## Begin Source document

The rest of the Council meeting   

The Council meeting last night was long Meeting video but provided a good Civics 100 lesson. It also generated blogger-angst unrelated to the issues, which was addressed in the previous post. The gist of the meeting is on the City’s website and is covered in local papers. The whole thing can be experienced on the City’s site

Two speakers addressed concerns similar to their prior presentations; one was concerned about the Bark Park. His issue last night was the unfairness of letting big dogs into the small dog area.

Another speaker again advocated cleaning up the crime niduses and developing the Westside area. The approach he used last time was that of a drill sergeant, but this time he used the approach of a well-informed citizen speaking for an improved City.

Let's make it happen

His ideas are sound, and we believe that the current City Council is working that direction. His repeated presentations are goads, or at least reminders, that the problem has been defined and at least some of the causes identified; now it’s time to intervene. And, the sooner we intervene the (relatively) less difficult the intervention will be.

The meeting ended with an appeal by the Director of the Churches Consortium. As usual,Heyhoe's presentation was concise, organized, and impassioned. Her comments at City Council meetings should be emulated by the “frequent fliers.”

A partnership with a couple of relief groups was endorsed last night and the City is using newly-hired enforcement agents to encourage the motel and derelict building owners to toe the line – like every other business in Costa Mesa.

Another quiet volunteer

Mayor Righeimer recused himself from the partnership debate because he is on the BOD of Mercy House. No back-patting, chest thumping or speeches about his volunteer work. Just rolls up his sleeves and gets to work.

Wait, you cry. Is that the Righeimer who the Anti-Everything folks call callused and hard-headed and even downright cruel? Yup, and the same guy who shared with a newspaper that he prays for humility.

How dare you enforce rules on her 

A local blogger lambasted him for reminding a frequent -- very frequent -- speaker that she had not identified herself in time as wanting to address the Council.

Pre-identifying folks interested in speaking is a method of controlling the flow of a meeting. If speakers “dribble” to the podiums to speak, a manipulative group can extend discussion endlessly as it recruits new speakers and provides talking points.

This may have happened last night. Perhaps the frequent speaker was getting her instructions and talking points and neglected to go to the podium in time to indicate that she wanted to speak. (Texting reigns supreme in Council meetings.)

The frequent-talker arrived as the “last” speaker was finishing and was gently admonished by the Mayor. The local blogger was critical of the Mayor’s assertion of his authority. Apparently the blogger doesn't believe speakers he likes should have to follow the same rules that apply to others.

## End Source document

Exercise objective => In the post about the Council meeting, what issue did the speaker concerned about the Bark Park raise last night?

## Begin Data lines

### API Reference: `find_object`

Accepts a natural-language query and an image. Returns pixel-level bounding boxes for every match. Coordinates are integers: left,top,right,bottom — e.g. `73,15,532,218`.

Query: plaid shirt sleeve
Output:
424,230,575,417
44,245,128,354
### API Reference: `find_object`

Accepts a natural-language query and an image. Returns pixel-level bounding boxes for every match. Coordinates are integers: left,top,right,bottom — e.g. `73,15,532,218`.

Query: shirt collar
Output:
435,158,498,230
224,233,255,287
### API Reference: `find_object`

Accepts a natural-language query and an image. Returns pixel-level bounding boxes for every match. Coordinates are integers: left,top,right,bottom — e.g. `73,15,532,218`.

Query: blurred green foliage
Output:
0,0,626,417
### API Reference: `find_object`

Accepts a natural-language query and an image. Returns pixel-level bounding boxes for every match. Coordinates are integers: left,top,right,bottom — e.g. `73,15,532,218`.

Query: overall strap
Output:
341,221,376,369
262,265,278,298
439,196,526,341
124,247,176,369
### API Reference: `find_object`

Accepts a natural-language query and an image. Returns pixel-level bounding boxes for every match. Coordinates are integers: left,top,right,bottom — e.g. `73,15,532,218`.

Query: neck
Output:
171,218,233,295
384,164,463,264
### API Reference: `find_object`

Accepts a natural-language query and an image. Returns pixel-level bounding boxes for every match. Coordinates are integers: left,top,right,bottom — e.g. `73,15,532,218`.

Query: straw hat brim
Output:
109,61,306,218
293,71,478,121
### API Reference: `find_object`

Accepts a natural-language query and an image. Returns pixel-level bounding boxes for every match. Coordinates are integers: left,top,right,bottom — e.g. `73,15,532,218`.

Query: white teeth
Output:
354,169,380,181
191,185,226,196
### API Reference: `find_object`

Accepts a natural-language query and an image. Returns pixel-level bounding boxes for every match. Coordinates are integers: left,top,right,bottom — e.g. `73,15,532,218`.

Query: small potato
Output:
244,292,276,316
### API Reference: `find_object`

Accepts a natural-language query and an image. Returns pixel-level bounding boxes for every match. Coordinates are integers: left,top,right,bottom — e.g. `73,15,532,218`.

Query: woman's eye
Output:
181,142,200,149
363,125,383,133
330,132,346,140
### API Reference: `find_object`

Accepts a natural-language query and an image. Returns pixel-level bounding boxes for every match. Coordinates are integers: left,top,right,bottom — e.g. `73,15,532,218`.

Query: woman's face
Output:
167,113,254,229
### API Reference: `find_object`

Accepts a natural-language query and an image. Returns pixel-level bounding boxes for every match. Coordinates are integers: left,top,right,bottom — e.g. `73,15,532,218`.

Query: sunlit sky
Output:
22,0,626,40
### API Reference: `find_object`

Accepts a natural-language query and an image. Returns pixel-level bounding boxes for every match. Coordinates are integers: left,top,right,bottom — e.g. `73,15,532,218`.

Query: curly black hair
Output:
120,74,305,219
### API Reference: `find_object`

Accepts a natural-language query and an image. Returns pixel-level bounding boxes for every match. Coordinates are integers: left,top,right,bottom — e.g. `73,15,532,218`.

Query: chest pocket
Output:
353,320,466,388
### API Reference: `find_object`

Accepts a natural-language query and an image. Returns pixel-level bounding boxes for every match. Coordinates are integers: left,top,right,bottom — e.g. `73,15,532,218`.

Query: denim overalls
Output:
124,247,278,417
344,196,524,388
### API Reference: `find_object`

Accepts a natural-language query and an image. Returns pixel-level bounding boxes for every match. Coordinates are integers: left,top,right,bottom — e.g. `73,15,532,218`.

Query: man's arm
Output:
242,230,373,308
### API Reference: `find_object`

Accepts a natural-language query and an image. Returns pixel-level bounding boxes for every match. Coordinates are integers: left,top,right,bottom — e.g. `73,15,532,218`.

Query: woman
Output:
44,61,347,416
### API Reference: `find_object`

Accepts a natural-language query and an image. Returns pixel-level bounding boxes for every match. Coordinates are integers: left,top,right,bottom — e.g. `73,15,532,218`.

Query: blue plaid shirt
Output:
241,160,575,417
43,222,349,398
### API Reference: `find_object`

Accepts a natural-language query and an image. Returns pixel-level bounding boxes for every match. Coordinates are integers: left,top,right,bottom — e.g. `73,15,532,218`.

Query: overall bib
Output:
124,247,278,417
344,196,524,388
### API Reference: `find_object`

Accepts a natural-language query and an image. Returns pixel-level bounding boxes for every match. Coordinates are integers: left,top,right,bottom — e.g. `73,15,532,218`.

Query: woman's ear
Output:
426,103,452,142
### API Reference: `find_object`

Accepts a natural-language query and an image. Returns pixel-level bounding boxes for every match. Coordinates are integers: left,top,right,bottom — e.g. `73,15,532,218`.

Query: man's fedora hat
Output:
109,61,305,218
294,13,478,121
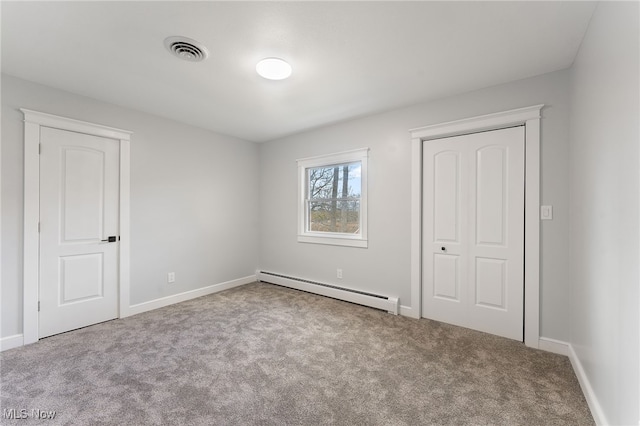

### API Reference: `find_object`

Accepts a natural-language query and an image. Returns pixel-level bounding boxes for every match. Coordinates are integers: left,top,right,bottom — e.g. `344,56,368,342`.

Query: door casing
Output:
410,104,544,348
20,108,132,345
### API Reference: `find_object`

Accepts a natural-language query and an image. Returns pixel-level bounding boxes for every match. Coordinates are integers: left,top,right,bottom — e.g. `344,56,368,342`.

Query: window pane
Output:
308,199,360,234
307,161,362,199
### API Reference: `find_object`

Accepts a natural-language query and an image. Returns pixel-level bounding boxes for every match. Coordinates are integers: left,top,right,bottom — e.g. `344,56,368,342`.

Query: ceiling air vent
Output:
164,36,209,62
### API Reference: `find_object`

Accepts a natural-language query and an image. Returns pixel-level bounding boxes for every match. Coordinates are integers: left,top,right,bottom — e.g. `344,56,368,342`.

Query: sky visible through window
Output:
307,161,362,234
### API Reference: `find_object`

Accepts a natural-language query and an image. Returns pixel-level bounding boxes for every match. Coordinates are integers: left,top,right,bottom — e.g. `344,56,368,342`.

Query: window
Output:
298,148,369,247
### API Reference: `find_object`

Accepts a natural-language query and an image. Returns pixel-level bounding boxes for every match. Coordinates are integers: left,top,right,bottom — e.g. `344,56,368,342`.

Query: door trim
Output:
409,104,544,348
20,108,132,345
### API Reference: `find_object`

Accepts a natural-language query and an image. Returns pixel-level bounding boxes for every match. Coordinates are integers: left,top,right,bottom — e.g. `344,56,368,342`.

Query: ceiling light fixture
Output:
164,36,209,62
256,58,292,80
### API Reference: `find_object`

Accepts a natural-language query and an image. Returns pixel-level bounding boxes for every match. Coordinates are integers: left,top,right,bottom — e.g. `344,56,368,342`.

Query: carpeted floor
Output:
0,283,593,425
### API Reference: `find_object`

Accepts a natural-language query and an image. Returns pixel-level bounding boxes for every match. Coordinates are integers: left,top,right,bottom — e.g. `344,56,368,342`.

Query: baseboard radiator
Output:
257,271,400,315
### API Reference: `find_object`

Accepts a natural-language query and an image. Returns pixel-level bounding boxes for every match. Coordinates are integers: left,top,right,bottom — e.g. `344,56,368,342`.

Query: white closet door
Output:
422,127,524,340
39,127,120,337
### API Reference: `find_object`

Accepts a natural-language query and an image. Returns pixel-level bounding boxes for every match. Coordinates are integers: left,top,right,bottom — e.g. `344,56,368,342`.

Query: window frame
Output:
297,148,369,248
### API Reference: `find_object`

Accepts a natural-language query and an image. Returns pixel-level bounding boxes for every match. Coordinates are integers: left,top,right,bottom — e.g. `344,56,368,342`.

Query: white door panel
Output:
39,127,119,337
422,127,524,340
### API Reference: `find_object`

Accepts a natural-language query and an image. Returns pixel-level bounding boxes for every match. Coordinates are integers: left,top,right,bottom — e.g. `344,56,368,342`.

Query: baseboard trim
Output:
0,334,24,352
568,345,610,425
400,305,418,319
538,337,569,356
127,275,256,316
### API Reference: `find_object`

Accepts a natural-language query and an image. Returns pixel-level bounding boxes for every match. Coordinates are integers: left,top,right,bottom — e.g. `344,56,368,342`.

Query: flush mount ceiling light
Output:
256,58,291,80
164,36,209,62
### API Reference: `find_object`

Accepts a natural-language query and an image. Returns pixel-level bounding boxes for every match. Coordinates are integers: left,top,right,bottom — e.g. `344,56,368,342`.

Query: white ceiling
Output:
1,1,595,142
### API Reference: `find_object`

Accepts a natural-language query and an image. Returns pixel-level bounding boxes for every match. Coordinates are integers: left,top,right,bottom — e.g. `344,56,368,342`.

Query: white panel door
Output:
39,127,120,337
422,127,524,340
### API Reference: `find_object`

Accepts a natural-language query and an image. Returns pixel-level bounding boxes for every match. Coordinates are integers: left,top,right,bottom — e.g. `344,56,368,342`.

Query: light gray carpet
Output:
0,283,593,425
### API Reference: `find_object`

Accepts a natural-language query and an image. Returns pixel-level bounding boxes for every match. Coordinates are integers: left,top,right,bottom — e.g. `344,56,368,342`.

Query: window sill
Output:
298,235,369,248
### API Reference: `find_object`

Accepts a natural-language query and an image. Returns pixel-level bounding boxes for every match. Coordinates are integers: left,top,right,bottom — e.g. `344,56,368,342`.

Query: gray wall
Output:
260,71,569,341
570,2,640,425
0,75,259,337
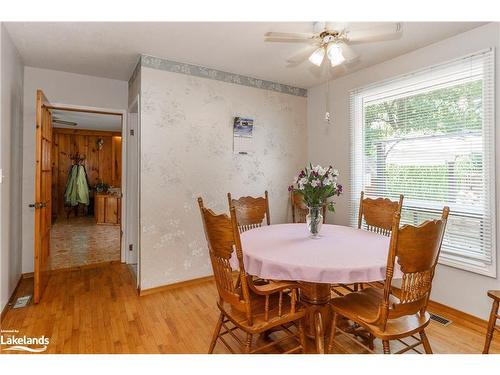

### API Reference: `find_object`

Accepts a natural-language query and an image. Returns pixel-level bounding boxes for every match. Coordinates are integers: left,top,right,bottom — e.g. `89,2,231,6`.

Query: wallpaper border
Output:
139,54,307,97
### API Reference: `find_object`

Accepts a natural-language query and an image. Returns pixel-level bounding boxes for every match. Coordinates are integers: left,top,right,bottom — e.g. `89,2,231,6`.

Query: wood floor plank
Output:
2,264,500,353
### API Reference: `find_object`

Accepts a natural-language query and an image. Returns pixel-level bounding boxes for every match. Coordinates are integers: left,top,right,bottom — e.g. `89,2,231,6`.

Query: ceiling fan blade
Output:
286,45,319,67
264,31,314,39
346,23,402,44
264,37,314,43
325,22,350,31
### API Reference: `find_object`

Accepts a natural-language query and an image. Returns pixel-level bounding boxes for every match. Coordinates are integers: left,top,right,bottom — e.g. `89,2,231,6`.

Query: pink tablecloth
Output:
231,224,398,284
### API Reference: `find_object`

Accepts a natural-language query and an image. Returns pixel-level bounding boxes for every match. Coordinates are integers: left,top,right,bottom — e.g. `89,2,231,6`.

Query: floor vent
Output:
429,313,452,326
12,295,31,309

## End Data lines

Full answer => The unfairness of letting big dogs into the small dog area.